SELECTED TEXT –
On Wed, Nov 05, 2003 at 03:38:37PM +0800, Joel de Guzman wrote:
> I tried to replace this with Brian's code, but the regression tests
> failed. Why? Because [where o is an optional<T> and v is a T ] *o = v
> only works when o is initialized, while o = v works even if o is
> uninitialized. IOTW, I need this to work:
> match<int> m; // unitialized
> m.value(3); // initializes m
> So, Brian, to answer your question "So does my code above work for
> you?", well, unfortunately, not. I am now inclined to believe that,
> indeed, "If it ain't broke, don't fix it". However, in this case, "it"
> means ***the tried and true C++ reference semantics***.
> Thoughts?

I am a little unclear about the semantics of match, so I need to ask
some more questions to try to understand it. Your original use case was

> match<T> m(i);
> m.value(x); // ok, set the attribute to x
> match<T&> m(r);
> m.value(x); // NO, please don't reset the reference, that's not
> // what I want! references should only be set
> // *at construction time*. I want the thing referenced
> // by r set to x.

YOUR GOAL –
From the email on match semantics above, pull out the stretch from "On Wed, Nov" through "C++ reference semantics***.", word for word.

DATA ROWS –
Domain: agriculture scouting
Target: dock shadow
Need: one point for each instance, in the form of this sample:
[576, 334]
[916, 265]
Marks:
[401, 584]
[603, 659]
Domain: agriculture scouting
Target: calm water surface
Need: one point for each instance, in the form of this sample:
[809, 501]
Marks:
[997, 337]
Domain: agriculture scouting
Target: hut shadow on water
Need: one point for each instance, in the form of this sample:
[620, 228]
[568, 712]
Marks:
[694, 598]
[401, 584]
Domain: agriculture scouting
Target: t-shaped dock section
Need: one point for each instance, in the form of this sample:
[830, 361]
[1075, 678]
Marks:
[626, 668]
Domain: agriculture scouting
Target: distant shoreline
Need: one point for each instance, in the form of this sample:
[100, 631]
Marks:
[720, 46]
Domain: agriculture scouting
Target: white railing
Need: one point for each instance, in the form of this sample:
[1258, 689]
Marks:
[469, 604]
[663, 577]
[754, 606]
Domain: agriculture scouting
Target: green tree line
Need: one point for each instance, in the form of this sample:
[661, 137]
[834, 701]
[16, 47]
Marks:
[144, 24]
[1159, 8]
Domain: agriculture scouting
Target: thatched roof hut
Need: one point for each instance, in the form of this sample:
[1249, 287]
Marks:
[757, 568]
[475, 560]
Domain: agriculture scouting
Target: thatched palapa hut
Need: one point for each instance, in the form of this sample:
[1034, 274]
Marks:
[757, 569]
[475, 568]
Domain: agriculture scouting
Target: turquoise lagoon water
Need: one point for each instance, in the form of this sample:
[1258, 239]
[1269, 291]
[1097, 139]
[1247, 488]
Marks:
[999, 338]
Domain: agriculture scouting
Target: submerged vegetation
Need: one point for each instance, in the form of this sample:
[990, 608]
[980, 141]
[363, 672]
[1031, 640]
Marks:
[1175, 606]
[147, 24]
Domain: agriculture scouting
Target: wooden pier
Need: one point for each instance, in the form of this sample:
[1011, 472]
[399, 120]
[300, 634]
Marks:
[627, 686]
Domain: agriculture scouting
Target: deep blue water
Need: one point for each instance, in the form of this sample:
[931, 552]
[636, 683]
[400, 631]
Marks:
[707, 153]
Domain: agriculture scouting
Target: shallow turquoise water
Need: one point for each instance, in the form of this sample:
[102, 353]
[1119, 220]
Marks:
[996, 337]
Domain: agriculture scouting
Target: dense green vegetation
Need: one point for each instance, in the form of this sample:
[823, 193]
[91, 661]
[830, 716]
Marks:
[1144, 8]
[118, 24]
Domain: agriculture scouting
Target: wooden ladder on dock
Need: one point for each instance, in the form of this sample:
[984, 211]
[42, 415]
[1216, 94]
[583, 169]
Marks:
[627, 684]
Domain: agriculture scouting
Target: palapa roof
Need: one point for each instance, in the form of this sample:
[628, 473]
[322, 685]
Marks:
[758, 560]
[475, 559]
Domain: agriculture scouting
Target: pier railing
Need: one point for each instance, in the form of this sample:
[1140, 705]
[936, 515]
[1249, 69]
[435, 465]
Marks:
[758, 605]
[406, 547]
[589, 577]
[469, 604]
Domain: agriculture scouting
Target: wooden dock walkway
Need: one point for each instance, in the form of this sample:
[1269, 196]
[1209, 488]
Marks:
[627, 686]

* * *

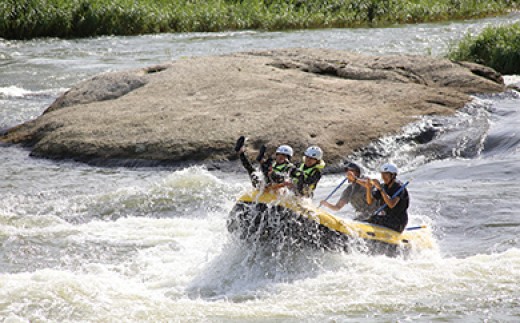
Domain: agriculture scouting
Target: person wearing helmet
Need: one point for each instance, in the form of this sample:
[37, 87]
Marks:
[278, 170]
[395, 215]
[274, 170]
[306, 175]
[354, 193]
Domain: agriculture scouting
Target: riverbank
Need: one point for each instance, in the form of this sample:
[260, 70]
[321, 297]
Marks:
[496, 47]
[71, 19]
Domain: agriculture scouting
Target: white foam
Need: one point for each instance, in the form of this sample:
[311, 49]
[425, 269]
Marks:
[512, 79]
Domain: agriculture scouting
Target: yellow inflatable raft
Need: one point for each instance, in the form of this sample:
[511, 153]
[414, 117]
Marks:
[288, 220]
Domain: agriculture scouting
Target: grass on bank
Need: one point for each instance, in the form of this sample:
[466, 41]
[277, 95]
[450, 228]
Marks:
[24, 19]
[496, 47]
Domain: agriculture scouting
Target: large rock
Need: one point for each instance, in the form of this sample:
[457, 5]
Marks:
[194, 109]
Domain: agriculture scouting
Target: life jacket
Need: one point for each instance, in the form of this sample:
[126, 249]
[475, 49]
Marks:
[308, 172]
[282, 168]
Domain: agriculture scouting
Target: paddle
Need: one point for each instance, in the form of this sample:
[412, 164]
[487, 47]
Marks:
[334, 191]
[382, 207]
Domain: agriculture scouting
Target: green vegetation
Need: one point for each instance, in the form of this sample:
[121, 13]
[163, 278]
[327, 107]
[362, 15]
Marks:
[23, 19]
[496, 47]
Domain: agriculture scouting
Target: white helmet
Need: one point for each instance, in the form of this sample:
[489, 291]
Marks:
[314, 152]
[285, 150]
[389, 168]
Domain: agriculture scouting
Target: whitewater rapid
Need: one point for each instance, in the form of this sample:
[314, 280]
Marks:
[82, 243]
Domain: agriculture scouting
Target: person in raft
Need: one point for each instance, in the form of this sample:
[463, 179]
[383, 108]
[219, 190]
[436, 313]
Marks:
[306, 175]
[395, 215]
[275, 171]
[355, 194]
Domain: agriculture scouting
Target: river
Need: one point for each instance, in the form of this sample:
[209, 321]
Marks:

RESPONSE TO THE EXERCISE –
On Wed, Nov 05, 2003 at 03:38:37PM +0800, Joel de Guzman wrote:
> I tried to replace this with Brian's code, but the regression tests
> failed. Why? Because [where o is an optional<T> and v is a T ] *o = v
> only works when o is initialized, while o = v works even if o is
> uninitialized. IOTW, I need this to work:
> match<int> m; // unitialized
> m.value(3); // initializes m
> So, Brian, to answer your question "So does my code above work for
> you?", well, unfortunately, not. I am now inclined to believe that,
> indeed, "If it ain't broke, don't fix it". However, in this case, "it"
> means ***the tried and true C++ reference semantics***.